Nesse sentido, é racional o propósito da Proposta de Emenda Constitucional (PEC) 300, centrada na meta de harmonizar os salários dos policiais, evitando as diferenças absurdas que se veem na planilha. Pode ser que o nivelamento por cima (tendo como referência o valor pago no DF) mereça ajustes, levando em conta condições e custo de vida nas diversas regiões do País, mas é injusto que para as mesmas funções e obrigações - e riscos - policiais sejam remunerados de modo tão diferente. Por que não se tentou equacionar essa pendenga antes, quando se sabe que a PEC 300 tramita na Câmara desde 2008? Só agora, sob os incêndios grevistas ocorridos no Rio e em outros três Estados (CE, MA, PI), o tema volta ao foro de debate, podendo até, como atestam gravações, transformar-se em estopim de ampla mobilização, cujas consequências se projetarão sobre o carnaval, chegando, mais adiante, à cena político-eleitoral, atingindo atores de todos os partidos. Como o problema diz respeito aos entes estaduais, a cobrança recairá sobre a policromia partidária, não devendo ser considerada ganho de um lado e perda de outro. Importa aduzir que os governos estaduais deveriam ter debatido a situação e, ante a magnitude da demanda, solicitado amparo da esfera federal. No momento em que se exibem supersalários, gorduras e quadros excedentes em estruturas governativas, a precária condição dos policiais torna-se mais escandalosa.

O segundo ponto diz respeito ao direito de greve dos policiais militares. Podem fazer greve? Sim, nos termos da Constituição. A greve é um direito com eficácia limitada. Para ser realizada carece de respaldo legal do Estado. Os quadros militares, como outros servidores públicos, ainda não foram abrigados pela força da lei em matéria de greve. Não são escudados pela regulamentação que atinge apenas funcionários celetistas, fato que gera muita polêmica. No foco da discussão está a natureza do serviço público. A sociedade não pode ser desprovida dos serviços essenciais do Estado, como educação, saúde e segurança. Como devem agir os PMs se o Estado, por omissão, não lhes dá cobertura legal para realizarem um movimento paredista? Com bom senso, antes de tudo. Significa que podem fazer uma mobilização parcial de quadros, sob disciplina, não compactuando com ações violentas, ocupações de prédios, sequestros de autoridades, vandalismo. Não é o que tem ocorrido. A violência campeia. Portanto, por omissão, o Estado tem culpa. Por atos insensatos, servidores em greve perdem a razão. Dá empate na régua da insensatez.

^^^^^^^^^^^^^^^^

→ PROBLEMA PROPOSTO 1: Indique se cada afirmação concorda com o texto sobre a greve dos policiais, respondendo sim ou não e citando literalmente as palavras do texto que decidem a questão: (a) A PEC 300 tramita na Câmara desde 2008. (b) O texto afirma que os policiais militares não podem fazer greve em hipótese alguma. (c) Os incêndios grevistas ocorreram apenas no Rio.

^^^^^^^^^^^^^^^^

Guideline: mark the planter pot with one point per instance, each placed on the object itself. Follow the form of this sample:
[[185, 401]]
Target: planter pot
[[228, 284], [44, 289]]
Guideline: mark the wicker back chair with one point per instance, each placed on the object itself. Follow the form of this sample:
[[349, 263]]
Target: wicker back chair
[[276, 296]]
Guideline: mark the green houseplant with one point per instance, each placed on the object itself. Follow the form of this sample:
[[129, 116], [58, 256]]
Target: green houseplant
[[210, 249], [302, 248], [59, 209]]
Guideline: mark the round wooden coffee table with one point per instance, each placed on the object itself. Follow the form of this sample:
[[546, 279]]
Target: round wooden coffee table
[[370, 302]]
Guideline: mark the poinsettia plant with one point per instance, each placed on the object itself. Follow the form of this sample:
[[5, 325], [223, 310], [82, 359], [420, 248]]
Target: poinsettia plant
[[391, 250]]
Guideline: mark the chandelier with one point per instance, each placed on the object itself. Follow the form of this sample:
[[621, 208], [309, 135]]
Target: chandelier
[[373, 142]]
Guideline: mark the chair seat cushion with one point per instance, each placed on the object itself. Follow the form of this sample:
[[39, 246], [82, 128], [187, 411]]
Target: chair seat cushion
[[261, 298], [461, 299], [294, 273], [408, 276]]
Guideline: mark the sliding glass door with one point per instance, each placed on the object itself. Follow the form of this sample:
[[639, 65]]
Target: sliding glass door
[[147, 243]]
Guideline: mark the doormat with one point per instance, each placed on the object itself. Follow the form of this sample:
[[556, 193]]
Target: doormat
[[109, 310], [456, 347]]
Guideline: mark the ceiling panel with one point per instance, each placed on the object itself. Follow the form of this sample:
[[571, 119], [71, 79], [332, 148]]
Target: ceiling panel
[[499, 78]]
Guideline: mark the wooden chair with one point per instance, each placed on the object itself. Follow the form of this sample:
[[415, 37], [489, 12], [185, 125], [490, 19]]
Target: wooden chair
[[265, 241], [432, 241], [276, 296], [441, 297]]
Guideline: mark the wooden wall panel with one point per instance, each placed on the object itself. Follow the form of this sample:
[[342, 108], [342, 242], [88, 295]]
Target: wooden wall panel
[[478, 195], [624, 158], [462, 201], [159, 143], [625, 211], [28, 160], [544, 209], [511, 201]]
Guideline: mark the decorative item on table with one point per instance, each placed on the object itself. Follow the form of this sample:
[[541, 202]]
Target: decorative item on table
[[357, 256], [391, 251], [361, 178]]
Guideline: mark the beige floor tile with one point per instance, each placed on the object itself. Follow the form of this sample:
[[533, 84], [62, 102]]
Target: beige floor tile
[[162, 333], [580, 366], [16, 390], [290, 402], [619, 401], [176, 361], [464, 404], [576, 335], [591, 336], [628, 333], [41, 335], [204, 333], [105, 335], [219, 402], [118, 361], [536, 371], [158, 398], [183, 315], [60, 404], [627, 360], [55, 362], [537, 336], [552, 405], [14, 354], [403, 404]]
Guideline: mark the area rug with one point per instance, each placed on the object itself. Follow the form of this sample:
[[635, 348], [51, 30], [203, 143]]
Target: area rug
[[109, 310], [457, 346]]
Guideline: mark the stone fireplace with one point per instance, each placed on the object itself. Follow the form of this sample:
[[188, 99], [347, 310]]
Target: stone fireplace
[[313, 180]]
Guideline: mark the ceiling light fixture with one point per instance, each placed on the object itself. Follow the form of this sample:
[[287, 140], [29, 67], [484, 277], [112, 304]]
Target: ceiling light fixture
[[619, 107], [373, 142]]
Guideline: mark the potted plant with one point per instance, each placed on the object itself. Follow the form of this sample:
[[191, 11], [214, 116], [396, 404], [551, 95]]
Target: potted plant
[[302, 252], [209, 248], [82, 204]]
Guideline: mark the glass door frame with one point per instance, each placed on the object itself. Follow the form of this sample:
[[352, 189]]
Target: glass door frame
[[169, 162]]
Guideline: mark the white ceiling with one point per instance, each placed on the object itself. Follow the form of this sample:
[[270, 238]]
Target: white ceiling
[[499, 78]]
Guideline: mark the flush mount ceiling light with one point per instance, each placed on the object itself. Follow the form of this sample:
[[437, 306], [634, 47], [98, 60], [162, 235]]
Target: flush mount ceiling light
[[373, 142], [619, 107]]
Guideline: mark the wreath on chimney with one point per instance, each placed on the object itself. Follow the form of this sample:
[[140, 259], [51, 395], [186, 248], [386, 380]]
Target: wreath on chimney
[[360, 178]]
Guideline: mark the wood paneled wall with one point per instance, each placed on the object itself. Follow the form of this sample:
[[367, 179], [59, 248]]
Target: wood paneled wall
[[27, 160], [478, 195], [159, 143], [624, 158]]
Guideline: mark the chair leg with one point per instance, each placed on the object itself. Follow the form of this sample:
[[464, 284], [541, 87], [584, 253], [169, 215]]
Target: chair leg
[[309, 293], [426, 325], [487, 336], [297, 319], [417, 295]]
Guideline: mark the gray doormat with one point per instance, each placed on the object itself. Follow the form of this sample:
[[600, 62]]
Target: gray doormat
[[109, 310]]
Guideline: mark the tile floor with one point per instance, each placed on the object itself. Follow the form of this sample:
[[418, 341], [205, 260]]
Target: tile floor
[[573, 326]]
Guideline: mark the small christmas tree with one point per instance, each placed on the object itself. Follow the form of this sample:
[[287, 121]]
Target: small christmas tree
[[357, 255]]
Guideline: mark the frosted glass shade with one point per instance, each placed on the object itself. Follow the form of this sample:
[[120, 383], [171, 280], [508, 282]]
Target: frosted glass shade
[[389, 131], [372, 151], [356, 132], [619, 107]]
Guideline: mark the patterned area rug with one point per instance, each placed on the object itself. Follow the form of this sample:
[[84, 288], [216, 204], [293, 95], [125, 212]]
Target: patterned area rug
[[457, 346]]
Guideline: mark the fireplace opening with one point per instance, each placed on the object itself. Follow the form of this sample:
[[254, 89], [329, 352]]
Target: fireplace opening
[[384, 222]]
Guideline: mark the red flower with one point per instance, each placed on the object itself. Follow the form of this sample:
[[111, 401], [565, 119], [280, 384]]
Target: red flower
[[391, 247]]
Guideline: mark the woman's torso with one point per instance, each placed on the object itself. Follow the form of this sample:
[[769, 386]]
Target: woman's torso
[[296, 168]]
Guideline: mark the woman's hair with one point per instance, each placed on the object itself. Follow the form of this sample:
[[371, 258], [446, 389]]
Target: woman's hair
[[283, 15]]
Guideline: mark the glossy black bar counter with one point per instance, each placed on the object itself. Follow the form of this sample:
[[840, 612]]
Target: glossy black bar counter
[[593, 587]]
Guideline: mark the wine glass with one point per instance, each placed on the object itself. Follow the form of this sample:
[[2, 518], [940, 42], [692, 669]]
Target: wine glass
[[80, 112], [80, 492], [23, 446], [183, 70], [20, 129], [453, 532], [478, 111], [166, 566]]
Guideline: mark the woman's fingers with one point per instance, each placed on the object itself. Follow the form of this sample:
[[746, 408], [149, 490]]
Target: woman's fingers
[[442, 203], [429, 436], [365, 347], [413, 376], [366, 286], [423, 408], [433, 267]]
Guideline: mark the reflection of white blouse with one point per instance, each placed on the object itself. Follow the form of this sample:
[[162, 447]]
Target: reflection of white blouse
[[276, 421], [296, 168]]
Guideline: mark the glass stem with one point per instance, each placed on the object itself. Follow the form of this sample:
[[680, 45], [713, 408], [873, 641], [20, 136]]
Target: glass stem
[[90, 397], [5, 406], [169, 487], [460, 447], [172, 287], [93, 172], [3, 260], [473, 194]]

^^^^^^^^^^^^^^^^

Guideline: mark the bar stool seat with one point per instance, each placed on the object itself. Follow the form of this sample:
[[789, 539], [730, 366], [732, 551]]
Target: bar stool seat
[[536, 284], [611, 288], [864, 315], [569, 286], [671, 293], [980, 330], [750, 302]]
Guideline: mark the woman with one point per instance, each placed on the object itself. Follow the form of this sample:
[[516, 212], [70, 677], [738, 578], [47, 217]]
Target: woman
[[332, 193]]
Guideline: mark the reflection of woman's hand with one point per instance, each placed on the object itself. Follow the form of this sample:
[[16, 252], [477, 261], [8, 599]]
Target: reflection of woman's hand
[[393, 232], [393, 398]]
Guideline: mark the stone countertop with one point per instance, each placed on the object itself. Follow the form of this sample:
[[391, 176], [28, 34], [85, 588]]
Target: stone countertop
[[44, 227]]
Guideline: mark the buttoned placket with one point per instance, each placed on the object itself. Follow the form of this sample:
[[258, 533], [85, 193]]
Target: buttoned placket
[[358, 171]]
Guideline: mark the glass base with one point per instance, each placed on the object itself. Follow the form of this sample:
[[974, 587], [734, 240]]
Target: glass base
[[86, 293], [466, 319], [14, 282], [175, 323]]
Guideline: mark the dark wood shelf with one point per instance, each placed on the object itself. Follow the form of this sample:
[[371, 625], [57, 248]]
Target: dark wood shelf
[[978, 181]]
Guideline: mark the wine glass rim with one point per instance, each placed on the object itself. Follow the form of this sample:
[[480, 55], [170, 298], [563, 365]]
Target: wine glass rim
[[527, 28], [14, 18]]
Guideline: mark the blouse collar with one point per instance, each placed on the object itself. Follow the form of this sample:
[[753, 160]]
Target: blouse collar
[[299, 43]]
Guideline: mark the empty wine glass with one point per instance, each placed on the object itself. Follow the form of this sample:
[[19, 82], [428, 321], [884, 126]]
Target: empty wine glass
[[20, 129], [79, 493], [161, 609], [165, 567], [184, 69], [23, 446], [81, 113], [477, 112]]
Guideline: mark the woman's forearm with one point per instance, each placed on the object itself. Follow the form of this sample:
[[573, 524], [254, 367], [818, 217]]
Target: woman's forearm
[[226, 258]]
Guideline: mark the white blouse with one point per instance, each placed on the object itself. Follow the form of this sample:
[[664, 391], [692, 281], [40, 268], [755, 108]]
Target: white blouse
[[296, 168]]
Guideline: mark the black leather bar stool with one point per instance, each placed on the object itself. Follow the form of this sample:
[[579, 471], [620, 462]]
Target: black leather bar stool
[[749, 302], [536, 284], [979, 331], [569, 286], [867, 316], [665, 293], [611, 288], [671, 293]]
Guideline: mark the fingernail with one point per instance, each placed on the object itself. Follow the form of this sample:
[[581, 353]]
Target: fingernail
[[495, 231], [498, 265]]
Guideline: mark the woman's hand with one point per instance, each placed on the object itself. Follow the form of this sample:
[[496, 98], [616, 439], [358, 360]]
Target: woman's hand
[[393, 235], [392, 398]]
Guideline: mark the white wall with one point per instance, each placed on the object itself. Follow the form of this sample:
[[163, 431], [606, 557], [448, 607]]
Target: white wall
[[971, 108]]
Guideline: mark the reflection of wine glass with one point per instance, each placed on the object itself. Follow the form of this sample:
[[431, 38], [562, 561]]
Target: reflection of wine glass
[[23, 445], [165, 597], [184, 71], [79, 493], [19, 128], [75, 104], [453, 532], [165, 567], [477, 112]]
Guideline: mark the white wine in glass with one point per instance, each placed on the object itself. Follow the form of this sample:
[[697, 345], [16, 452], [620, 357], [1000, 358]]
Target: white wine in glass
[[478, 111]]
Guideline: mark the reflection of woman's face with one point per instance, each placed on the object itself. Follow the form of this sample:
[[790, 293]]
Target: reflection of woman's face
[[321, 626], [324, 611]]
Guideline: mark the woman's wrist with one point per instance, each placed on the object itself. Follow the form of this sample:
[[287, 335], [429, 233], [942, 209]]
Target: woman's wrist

^^^^^^^^^^^^^^^^

→ PROBLEMA PROPOSTO 2: Copie sem alterações, dentre as entradas, as linhas que vão da linha com "Guideline: mark the reflection of woman's face" até a linha com "Target: woman's wrist", ambas incluídas.

→ RESPOSTA ESCRITA 1:
(a) Sim: "a PEC 300 tramita na Câmara desde 2008".
(b) Não: "Podem fazer greve? Sim, nos termos da Constituição."
(c) Não: "ocorridos no Rio e em outros três Estados (CE, MA, PI)".

→ RESPOSTA ESCRITA 2:
Guideline: mark the reflection of woman's face with one point per instance, each placed on the object itself. Follow the form of this sample:
[[790, 293]]
Target: reflection of woman's face
[[321, 626], [324, 611]]
Guideline: mark the woman's wrist with one point per instance, each placed on the object itself. Follow the form of this sample:
[[287, 335], [429, 233], [942, 209]]
Target: woman's wrist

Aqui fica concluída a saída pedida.